— Data provided —
— START —

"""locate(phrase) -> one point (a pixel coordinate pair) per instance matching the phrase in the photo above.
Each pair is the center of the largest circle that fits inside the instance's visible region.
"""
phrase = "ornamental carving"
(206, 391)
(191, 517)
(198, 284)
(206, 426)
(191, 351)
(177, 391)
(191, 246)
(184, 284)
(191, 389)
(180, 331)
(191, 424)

— END —

— The task —
Put the data above into a CSV with two columns, input and output, giving every text-and-answer pair its own row. Wrap each field in double quotes and replace line breaks with spaces.

— Correct answer —
input,output
"""""""locate(phrase) -> one point (a pixel coordinate pair) per instance matching the phrase in the photo above. Each pair is the center of the largest circle that fits inside the instance's visible region. """""" phrase = ""ornamental carving""","(206, 391) (191, 517) (198, 284) (206, 426) (191, 351) (177, 391) (191, 246) (184, 284) (191, 389) (180, 331) (191, 424)"